---------- DATASET RECORDS

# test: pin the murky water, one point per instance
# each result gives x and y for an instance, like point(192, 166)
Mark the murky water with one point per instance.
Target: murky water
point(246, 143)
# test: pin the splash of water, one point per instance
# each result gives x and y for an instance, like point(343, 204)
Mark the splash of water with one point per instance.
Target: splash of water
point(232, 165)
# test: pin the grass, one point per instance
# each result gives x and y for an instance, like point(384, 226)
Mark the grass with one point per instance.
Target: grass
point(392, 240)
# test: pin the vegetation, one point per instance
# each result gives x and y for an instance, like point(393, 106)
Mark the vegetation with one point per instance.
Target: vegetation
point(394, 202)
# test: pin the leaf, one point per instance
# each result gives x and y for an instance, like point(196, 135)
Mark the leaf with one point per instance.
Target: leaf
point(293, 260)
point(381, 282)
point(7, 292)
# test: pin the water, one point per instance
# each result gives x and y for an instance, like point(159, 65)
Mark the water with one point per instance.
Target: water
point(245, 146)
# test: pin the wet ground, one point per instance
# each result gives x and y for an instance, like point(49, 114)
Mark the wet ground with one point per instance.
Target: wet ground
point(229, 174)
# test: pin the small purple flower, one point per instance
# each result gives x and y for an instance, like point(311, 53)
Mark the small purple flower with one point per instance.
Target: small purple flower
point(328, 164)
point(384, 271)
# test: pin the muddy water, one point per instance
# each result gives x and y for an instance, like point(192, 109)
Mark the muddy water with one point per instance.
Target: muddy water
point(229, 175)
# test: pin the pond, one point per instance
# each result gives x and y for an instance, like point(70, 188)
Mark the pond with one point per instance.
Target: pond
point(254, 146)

--------------------

EXERCISE INSTRUCTIONS: Copy the items above from their first line through the line containing "point(392, 240)", inclusive, keeping every line, the requests among them. Add -87 to each coordinate in the answer points, and leave the requests and their format samples unchanged.

RESULT:
# test: pin the murky water, one point per instance
# each result gives x and y for an instance, like point(192, 166)
Mark the murky water with one point per instance.
Target: murky water
point(159, 56)
# test: pin the splash of water, one point per instance
# each result gives x and y for an instance, like point(343, 204)
Mark the splash of water with one point per instance.
Target: splash of water
point(145, 78)
# test: pin the grass, one point per instance
# each result gives x and y for an instance, like point(384, 226)
Mark the grass with one point per instance.
Target: grass
point(305, 153)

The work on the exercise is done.